─── SUPPLIED DATA
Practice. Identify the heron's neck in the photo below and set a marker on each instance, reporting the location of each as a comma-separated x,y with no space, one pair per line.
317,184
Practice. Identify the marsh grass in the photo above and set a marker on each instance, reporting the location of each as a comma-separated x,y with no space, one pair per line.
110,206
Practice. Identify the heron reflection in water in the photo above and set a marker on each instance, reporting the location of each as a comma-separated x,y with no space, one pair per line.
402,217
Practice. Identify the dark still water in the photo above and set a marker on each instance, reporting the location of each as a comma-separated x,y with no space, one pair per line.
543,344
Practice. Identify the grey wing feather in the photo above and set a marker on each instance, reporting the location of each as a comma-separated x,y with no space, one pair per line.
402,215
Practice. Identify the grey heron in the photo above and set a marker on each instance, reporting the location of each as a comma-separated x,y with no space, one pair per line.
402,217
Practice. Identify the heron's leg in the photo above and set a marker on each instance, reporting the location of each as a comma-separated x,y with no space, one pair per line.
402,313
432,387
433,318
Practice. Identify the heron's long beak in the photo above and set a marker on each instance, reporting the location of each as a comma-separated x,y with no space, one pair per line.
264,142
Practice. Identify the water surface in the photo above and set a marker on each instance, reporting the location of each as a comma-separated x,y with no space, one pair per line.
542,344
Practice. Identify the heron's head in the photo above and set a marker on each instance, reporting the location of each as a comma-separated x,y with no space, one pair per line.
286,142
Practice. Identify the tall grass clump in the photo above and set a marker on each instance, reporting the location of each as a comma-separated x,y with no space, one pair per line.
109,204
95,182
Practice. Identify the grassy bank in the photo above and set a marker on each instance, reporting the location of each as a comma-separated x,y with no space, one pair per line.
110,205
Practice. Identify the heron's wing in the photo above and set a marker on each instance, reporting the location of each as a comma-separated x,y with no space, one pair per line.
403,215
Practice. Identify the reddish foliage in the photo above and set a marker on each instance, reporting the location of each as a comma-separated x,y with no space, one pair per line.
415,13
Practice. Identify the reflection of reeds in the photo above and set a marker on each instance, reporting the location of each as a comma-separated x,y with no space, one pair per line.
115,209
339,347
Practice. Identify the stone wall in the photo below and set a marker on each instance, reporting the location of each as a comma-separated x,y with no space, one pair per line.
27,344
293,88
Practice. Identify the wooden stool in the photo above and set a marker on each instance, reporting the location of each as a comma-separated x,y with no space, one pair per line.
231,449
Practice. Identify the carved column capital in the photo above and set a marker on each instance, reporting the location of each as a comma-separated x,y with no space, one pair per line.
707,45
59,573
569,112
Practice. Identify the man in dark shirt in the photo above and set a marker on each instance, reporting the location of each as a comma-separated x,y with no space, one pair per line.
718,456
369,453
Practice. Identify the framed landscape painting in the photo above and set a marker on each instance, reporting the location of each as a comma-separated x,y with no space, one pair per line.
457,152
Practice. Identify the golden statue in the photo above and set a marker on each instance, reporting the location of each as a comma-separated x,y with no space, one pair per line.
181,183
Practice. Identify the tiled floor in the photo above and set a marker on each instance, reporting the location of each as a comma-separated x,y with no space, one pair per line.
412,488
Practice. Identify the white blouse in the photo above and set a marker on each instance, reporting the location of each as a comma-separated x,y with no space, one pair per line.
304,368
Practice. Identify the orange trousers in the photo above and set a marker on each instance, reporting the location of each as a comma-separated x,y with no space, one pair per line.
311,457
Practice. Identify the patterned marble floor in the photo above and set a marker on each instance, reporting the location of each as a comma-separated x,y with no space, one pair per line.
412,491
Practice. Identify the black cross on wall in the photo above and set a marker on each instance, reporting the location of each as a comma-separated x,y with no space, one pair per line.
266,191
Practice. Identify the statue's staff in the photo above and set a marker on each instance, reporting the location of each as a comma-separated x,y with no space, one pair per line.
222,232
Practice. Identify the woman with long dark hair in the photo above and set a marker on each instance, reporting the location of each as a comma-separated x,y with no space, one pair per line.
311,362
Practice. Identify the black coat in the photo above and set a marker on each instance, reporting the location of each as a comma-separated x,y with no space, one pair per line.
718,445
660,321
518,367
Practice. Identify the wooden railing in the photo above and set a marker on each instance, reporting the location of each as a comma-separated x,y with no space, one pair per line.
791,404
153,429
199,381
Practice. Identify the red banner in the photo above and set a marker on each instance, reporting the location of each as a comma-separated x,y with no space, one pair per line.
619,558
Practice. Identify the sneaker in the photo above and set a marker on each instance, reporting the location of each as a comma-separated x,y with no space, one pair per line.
──────
Could you write the whole listing out again, line for line?

Practice. Identify the heron's neck in the photo below and set a marker on each instance, reporting the location of each as a comma-separated x,y with no space, one pair per line.
317,184
Practice. Identify the marsh grass in the photo above and set a marker on each instance, reporting the location of each as a comma-separated x,y with no space, one pair per line.
110,206
Practice. Identify the heron reflection in water in the photo above and set a marker on each instance, reporting the location of each as a comma-separated x,y with no space, one pair per line.
402,217
Practice. Identify the dark still water in the photo above and set a marker on each instance, reporting the location of each as a comma-separated x,y with no space, one pair per line.
543,344
Practice. Identify the grey wing feather in the photo above and set a marker on each instance, reporting the location of each as a comma-separated x,y with no space, one pair per line.
402,215
Practice. Identify the grey heron in the photo above and set a marker on each instance, reporting the location of each as a comma-separated x,y with no space, one pair per line.
402,217
Practice. Identify the heron's leg in the photo above and set a marker on each instance, reporting the location of each as a comma-separated x,y with no space, one pair per line.
402,313
432,387
433,318
Practice. Identify the heron's long beak in the photo above and set a marker on each instance, reporting the location of each as a comma-separated x,y with no space, one pair per line.
264,142
Practice. Identify the water surface in the photo above and set a marker on each instance, reporting the location of each as a comma-separated x,y with no space, one pair per line.
542,344
Practice. Identify the heron's head in the photo above and set a marker on each instance, reporting the location of each as a comma-separated x,y with no space, one pair per line.
286,142
Practice. Identify the tall grass clump in the photo above and set a marker on each instance, reporting the location of each as a comma-separated x,y with no space, one pair per line.
109,204
95,182
Practice. Identify the grassy bank in the photo above and set a marker on each instance, reporting the location of each as a comma-separated x,y with no space, one pair per line.
110,205
Practice. Identify the heron's wing in the photo above and set a marker on each instance, reporting the location of each as a comma-separated x,y with no space, one pair per line.
403,215
Practice. Identify the reddish foliage in the photo above and set a marker on each instance, reporting the location of each as a comma-separated x,y with no space, one pair per line.
415,13
Practice. Identify the reflection of reeds in the photo above and set a marker on each instance, reporting the location of each as a comma-separated x,y with no space, one pair per line.
115,209
339,347
Practice. Identify the stone wall in the photo below and set a marker on each instance, reporting the location of each as a comma-separated x,y with no space, one pair per line.
27,344
293,88
Practice. Identify the wooden stool in the photo above and set a marker on each instance, reporting the location of each as a comma-separated x,y with no space, one pair per line.
231,449
Practice. Identify the carved column capital in the photo above and set a marker on each instance, reporting the location of each as a comma-separated x,y with no space, one pair per line.
707,45
59,573
569,112
Practice. Identify the man in dark shirt in the photo above and set a marker on each instance, reporting the location of each as a comma-separated x,y with no space, one pair per line.
718,456
369,453
Practice. Identify the framed landscape painting in the photo above and set a marker on each instance, reporting the location of each as a comma-separated x,y with no space, one pair per line.
457,152
Practice. Identify the golden statue in the photo above and set a marker on each instance, reporting the location of each as a comma-separated x,y with no space, one pair per line.
181,183
Practice. Identify the tiled floor in the photo above and set a marker on each instance, reporting the location of each as a comma-separated x,y with no space, one pair per line.
412,488
Practice. Identify the white blouse in the photo above and set a marker on each instance, reporting the location of each as a comma-separated x,y with no space, one pair per line.
304,368
Practice. Identify the orange trousers in the photo above and set a marker on each instance, reporting the location of each as a comma-separated x,y with no space, one pair per line.
311,457
Practice. Identify the patterned marble floor in the photo above and set a marker on each instance, reporting the location of each as a comma-separated x,y with no space, one pair per line.
412,491
Practice. Identify the black cross on wall in the photo above and set a marker on each instance, reporting the location of each as a comma-separated x,y with no space, one pair per line.
266,191
Practice. Identify the statue's staff in the photo above and set a marker on each instance, reporting the location of each as a comma-separated x,y with no space, one pair per line.
222,232
Practice. Identify the woman with long dark hair in the photo above and set a marker on each instance, reporting the location of each as a comma-separated x,y with no space, one pair per line.
311,362
Practice. Identify the black coat in the photo above and set a marker on each instance, reporting the location of each as a comma-separated x,y with no space, one pair per line.
718,445
660,321
518,367
Practice. Identify the wooden railing in the photo above and set a marker on each instance, reporting the location of each as a comma-separated x,y with no space, one pair per line.
791,404
153,429
199,381
Practice. Identify the red banner in the photo above and set a marker on each instance, reporting the location of each as a comma-separated x,y with no space, one pair per line.
619,558
Practice. Identify the sneaker in the photo above and set a marker on each instance, reporting the location of each as a comma-separated x,y with no space, one pair per line.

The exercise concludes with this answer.